§ **ABOUT THIS TASK**
The span to repeat in the listing below runs from the line containing "I would be grateful if you could spot the white cloud" to the line containing "I would be grateful if you could spot the parked", inclusive. Repeat it exactly, and only it.

DATA START

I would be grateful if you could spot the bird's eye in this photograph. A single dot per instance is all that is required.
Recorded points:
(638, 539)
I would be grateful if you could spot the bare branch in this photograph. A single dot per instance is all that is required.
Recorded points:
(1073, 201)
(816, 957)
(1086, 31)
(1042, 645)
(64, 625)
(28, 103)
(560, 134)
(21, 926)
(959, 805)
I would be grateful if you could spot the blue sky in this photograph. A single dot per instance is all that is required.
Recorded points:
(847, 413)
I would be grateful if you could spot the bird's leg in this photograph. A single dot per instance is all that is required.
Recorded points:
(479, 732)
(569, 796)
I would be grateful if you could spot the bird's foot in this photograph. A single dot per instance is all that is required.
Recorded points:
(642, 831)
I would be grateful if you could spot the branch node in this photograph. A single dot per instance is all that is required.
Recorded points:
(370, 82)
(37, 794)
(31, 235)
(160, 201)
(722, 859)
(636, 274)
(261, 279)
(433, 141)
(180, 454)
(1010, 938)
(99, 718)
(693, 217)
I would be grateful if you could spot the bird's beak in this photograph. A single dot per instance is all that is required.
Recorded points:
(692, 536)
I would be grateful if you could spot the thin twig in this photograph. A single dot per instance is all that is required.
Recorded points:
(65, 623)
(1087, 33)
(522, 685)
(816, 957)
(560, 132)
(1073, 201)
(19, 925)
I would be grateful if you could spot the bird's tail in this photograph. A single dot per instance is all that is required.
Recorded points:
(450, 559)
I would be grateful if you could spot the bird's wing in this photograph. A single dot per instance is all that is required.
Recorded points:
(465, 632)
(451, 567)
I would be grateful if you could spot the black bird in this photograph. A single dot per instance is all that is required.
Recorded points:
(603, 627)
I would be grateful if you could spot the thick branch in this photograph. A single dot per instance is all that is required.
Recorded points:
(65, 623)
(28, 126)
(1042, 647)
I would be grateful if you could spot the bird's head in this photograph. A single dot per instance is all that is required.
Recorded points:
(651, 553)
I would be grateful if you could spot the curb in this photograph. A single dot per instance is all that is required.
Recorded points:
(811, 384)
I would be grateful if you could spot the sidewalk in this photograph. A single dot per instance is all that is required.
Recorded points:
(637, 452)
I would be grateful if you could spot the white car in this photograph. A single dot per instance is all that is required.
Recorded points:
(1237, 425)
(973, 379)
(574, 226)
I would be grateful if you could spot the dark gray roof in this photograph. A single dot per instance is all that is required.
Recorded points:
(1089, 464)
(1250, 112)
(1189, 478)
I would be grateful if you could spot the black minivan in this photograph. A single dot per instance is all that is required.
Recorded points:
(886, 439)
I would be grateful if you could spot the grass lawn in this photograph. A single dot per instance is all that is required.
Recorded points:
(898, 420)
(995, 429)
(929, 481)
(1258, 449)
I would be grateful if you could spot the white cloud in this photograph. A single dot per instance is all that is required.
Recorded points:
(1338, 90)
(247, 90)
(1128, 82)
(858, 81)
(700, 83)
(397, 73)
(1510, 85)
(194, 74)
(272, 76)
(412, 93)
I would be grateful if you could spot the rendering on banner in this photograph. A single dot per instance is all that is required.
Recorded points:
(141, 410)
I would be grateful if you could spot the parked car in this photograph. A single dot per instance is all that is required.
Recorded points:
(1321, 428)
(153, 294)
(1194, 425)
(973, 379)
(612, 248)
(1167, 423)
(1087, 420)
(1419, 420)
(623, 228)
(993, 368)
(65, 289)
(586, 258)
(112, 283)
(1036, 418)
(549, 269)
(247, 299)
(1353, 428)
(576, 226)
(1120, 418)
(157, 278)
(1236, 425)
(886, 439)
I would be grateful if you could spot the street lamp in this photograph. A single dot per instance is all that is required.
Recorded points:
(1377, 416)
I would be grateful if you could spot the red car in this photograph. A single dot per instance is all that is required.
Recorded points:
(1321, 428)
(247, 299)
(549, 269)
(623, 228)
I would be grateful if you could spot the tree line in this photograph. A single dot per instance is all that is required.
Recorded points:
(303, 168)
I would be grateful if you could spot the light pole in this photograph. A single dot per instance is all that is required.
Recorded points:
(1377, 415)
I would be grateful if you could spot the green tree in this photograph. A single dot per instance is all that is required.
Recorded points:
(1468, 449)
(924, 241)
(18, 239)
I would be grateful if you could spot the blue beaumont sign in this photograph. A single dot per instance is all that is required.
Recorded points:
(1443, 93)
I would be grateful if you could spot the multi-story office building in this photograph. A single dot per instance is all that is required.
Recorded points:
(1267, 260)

DATA END

§ **SOLVED PROBLEM**
I would be grateful if you could spot the white cloud in this photograph. A single dot per instance is all that is required.
Recorded points:
(1338, 90)
(247, 90)
(1128, 82)
(858, 81)
(700, 83)
(397, 73)
(1510, 85)
(194, 74)
(272, 76)
(412, 93)
I would be grateful if you could spot the rendering on banner in this photograph. A single dot per instance is all that is required.
Recorded points:
(141, 410)
I would be grateful if you could spot the parked car in this photograph. A single dot per instance is all that is required.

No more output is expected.